-- RECORDS SHOWN follows --

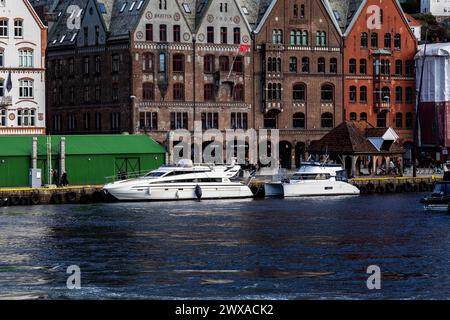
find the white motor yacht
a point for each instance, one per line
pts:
(184, 181)
(313, 179)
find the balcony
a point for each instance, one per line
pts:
(5, 101)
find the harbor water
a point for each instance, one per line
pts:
(304, 248)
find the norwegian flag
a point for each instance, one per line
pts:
(243, 48)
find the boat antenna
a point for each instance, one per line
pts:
(416, 113)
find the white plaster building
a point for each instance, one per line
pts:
(23, 40)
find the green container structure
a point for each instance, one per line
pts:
(89, 159)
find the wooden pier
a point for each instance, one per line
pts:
(72, 194)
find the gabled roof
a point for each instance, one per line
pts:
(351, 138)
(344, 11)
(266, 13)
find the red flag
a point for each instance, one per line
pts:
(244, 48)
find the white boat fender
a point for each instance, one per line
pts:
(198, 192)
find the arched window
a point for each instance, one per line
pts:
(387, 40)
(363, 116)
(305, 38)
(398, 120)
(292, 64)
(327, 120)
(299, 92)
(386, 94)
(397, 41)
(408, 120)
(148, 91)
(208, 63)
(238, 93)
(363, 66)
(305, 65)
(364, 40)
(363, 94)
(178, 91)
(398, 94)
(178, 63)
(271, 119)
(321, 65)
(352, 66)
(298, 120)
(374, 40)
(327, 93)
(333, 65)
(352, 94)
(381, 119)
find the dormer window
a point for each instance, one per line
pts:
(3, 28)
(123, 7)
(186, 7)
(18, 28)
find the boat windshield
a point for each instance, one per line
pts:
(311, 176)
(155, 174)
(439, 188)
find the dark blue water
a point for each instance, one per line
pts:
(241, 249)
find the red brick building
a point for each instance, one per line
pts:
(298, 69)
(379, 49)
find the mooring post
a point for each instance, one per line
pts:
(62, 156)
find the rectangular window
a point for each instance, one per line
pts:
(3, 28)
(239, 120)
(208, 92)
(115, 120)
(223, 35)
(115, 63)
(26, 88)
(210, 34)
(149, 32)
(148, 121)
(26, 58)
(18, 28)
(237, 35)
(178, 120)
(210, 120)
(176, 33)
(162, 33)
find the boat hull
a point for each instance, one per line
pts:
(319, 188)
(181, 192)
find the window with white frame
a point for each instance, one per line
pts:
(26, 58)
(3, 28)
(26, 117)
(18, 28)
(26, 88)
(3, 117)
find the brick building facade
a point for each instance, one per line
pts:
(379, 67)
(149, 67)
(298, 65)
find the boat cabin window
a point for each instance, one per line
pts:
(440, 188)
(311, 176)
(341, 175)
(155, 174)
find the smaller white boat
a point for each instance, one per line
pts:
(313, 179)
(182, 182)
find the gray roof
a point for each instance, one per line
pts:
(344, 11)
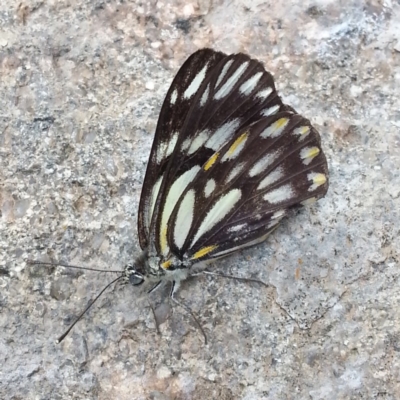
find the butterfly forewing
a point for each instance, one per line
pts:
(172, 117)
(228, 160)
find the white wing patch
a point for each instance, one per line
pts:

-- RECORDS SHOWN concluded --

# TASK
Look through the entries above; copy every line holding the string "building".

# FINISHED EXERCISE
find the white plaster building
find the red brick building
find the brick building facade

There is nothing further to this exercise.